> _TASK DETAILS_
Rewrite everything from the line containing "of the dessert" down to the last of the entries below, replacing "marker" with "point" and leaving all else unchanged. Return only those lines.

[Dataset entries about object locations]

* * *

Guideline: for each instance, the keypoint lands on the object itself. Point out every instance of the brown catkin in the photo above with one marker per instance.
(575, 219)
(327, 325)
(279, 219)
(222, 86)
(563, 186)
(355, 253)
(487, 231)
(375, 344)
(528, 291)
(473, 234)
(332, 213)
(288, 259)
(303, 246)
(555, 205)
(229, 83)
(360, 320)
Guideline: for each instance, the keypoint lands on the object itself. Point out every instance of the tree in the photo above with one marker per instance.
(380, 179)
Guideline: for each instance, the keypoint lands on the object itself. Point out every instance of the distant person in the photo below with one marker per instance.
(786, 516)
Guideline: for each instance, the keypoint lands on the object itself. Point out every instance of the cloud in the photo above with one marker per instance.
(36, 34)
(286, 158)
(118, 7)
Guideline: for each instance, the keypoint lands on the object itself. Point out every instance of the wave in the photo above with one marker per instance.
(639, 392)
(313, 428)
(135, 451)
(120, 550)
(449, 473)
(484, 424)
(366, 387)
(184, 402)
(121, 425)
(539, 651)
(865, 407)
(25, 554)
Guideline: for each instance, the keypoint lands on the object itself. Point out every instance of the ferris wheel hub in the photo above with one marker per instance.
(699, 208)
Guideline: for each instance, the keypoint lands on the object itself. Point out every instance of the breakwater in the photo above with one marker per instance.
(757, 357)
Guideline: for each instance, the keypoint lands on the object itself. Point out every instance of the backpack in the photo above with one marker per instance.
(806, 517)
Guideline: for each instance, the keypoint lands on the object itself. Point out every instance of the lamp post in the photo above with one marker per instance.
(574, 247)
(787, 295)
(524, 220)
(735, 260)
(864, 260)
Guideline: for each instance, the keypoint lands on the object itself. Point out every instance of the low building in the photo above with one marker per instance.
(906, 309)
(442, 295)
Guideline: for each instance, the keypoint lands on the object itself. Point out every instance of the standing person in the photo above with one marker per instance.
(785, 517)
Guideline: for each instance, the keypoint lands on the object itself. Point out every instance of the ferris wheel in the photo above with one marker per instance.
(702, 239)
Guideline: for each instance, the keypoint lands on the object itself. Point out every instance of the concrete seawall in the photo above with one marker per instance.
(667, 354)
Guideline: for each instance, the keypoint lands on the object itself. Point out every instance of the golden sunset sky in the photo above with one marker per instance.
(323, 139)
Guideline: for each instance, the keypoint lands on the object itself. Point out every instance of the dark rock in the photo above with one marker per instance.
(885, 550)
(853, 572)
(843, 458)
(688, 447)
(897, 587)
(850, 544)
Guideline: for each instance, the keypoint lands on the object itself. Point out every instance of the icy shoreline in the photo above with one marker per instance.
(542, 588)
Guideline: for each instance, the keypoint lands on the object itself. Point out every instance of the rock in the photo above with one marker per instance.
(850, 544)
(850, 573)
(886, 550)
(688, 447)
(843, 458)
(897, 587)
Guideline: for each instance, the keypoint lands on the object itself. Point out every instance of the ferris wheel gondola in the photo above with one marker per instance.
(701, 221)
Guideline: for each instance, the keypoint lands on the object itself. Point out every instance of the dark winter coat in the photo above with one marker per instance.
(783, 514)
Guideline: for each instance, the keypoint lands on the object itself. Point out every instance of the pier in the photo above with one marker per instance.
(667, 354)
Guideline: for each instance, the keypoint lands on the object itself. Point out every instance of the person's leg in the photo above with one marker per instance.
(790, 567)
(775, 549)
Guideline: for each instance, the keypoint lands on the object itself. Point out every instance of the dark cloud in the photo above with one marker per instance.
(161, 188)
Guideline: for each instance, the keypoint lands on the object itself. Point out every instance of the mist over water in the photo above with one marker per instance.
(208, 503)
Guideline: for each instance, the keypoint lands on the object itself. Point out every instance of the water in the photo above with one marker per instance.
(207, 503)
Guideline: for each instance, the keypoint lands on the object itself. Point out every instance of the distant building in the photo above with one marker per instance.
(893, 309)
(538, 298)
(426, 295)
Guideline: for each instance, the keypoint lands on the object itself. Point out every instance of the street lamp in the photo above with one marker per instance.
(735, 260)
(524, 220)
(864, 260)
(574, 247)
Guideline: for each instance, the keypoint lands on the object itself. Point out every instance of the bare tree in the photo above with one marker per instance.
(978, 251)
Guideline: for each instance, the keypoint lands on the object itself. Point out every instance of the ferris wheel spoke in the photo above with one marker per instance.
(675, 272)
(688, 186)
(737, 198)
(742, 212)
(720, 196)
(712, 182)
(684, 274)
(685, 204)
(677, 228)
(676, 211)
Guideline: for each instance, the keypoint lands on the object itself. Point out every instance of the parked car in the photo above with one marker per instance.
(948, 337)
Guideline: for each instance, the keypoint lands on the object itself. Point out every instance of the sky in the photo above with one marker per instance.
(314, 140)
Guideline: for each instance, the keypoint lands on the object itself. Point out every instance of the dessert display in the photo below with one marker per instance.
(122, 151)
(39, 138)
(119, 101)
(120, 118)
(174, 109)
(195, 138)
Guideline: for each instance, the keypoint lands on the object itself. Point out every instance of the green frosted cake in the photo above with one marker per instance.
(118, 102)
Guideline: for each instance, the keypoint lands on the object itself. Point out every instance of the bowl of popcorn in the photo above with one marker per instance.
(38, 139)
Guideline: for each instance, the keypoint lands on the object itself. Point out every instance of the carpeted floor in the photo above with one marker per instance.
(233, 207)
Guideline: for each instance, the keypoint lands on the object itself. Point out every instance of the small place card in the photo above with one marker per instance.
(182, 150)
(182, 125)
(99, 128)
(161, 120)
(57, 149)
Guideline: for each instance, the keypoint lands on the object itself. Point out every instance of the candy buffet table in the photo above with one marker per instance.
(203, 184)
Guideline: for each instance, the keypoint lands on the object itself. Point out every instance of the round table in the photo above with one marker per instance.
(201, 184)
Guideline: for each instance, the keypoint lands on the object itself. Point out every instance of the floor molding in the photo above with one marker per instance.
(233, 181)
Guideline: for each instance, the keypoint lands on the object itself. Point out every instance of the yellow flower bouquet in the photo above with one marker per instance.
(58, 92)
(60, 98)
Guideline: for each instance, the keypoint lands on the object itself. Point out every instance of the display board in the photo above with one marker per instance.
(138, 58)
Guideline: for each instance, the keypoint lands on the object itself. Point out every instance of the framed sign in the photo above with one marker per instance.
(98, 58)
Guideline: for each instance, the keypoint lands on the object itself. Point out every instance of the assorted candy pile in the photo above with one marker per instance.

* * *

> _EXPECTED OUTPUT_
Guideline: for each instance, the keypoint lands on the object itself. Point out every instance of the dessert display in the photo below with one point per instance.
(122, 151)
(39, 138)
(119, 101)
(120, 118)
(174, 109)
(195, 138)
Guideline: for each instance, the keypoint lands on the object itself. Point out every instance of the green frosted cake in the photo above with one point per instance.
(118, 102)
Guideline: for each instance, the keypoint lands on the object itself. Point out every instance of the bowl of popcorn in the photo above with one point per instance.
(38, 139)
Guideline: for each instance, the keypoint lands on the object itself. Point out every instance of the carpeted floor in the photo above with one point per instance.
(233, 207)
Guideline: for each instance, the keypoint lands on the object itself. Point out every instance of the small place card in the photo above with one point per instance.
(182, 150)
(182, 125)
(99, 128)
(161, 120)
(57, 149)
Guideline: for each instance, the keypoint lands on the object itself. Point out every instance of the candy buffet table in the photo above with one point per instance.
(203, 184)
Guideline: for each instance, the keypoint lands on the object itself. Point out every instance of the round table in the photo above with one point per instance.
(201, 184)
Guideline: for each instance, the keypoint lands on the object itself. Point out every instance of the floor molding in the photo above with one point per instance.
(233, 181)
Guideline: for each instance, the keypoint lands on the object itself. Point out every instance of the yellow flower bouquet in the photo above with one point per instance.
(58, 92)
(60, 98)
Guideline: for each instance, the keypoint lands on the object itself. Point out every instance of the display board in the photo above with one point per instance.
(138, 58)
Guideline: for each instance, the keypoint lands on the object itself. Point out every instance of the framed sign in the photo above with one point per instance.
(98, 58)
Guideline: for each instance, the keypoint lands on the object itself. Point out every instance of the assorted candy pile in the photo above with one point per instance.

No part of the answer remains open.